··· RECORDS SHOWN ···

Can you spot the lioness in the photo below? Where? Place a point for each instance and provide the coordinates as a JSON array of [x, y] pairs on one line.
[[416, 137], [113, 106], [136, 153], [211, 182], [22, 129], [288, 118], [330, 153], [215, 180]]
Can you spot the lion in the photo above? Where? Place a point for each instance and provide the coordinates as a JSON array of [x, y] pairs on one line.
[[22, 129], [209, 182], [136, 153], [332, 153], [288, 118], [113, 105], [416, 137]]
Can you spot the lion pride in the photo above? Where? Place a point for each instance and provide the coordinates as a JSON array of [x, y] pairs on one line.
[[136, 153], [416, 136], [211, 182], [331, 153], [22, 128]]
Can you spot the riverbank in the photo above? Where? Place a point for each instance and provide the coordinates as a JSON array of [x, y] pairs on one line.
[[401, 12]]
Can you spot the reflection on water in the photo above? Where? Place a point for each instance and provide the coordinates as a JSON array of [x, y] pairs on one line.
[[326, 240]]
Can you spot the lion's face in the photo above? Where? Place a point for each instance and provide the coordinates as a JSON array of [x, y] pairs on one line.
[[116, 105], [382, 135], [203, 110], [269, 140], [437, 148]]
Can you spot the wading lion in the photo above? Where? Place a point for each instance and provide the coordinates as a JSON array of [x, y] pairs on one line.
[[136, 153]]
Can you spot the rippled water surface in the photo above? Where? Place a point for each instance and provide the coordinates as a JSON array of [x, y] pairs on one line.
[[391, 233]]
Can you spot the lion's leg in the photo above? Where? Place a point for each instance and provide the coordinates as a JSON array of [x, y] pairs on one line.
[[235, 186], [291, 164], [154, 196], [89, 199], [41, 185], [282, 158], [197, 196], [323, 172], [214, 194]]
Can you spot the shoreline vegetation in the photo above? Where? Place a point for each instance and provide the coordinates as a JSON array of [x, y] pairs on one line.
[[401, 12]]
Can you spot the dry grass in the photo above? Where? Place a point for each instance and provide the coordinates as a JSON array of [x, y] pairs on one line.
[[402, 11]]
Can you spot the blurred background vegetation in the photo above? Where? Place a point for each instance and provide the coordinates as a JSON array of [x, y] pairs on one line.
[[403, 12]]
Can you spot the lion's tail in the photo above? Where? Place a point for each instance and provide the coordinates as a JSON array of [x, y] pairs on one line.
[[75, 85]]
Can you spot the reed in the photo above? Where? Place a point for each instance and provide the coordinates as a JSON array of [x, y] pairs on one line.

···

PROBLEM REQUIREMENTS. Give back each entry above precisely as it was written.

OUTPUT FOR THIS EXERCISE.
Can you spot the lioness in the photo below? Where? Place a point for each instance and provide the coordinates as a JSON array of [x, y] pairs on one line.
[[416, 137], [113, 106], [136, 153], [211, 182], [22, 129], [288, 118], [330, 153], [215, 180]]
Can you spot the lion in the photo above? Where? Place a point for each instance and provide the coordinates as a JSON array of [x, y] pairs on one line.
[[22, 129], [209, 182], [136, 153], [332, 153], [288, 118], [113, 105], [416, 137]]
Can you spot the lion pride in the photo above? Where? Place a point for each instance and provide the coordinates as a JSON array of [x, y] pairs on one line.
[[136, 153], [416, 136], [211, 182], [331, 153], [22, 128]]
Can you spot the riverbank in the photo above? Where? Place a point for each instance and provide the coordinates as a JSON array of [x, y] pairs on one line.
[[401, 12]]
Can you spot the reflection on water in the photo above? Where? Place a point for each instance and provide the coordinates as a JSON array of [x, y] pairs on one line.
[[326, 240]]
Can you spot the lion's face in the photo above? Where? Place a point for each instance and provide the coordinates as a JSON array of [x, y] pairs on one line.
[[116, 105], [382, 135], [203, 110], [269, 140], [437, 148]]
Can you spot the wading lion in the photo above? Where? Place a point for each instance and provide the coordinates as a JSON array of [x, y] pairs on one line.
[[136, 153]]
Can you spot the rippled water surface in the photo above? Where? Place a point for each instance and provide the coordinates as a JSON array of [x, y] pairs on one line.
[[391, 233]]
Can you spot the lion's leg in the photo above? Where? Place a point for each instance and provide the coordinates as a JSON array of [x, y] pairs on one line.
[[235, 186], [291, 164], [154, 196], [89, 199], [41, 185], [282, 158], [197, 196], [323, 172], [214, 194]]
Can you spot the shoreline vegetation in the photo above? Where? Place a point for each instance and provide the coordinates as a JSON array of [x, y] pairs on one line.
[[401, 12]]
Can you spot the dry grass in the photo above? Where? Place a point for each instance and provide the coordinates as a JSON array of [x, y] pairs on one line.
[[402, 11]]
Can you spot the blurred background vegetation in the photo above? Where? Place a point for each instance and provide the coordinates as a JSON array of [x, y] pairs on one line.
[[403, 12]]
Can you spot the lion's tail in the photo above? Where? Place a point for each instance and provide the coordinates as a JSON array of [x, y] pairs on one line.
[[75, 85]]
Can you spot the reed in the photo above? Where? Place a point for each instance and provide the coordinates as a JSON array of [x, y] pairs on one line.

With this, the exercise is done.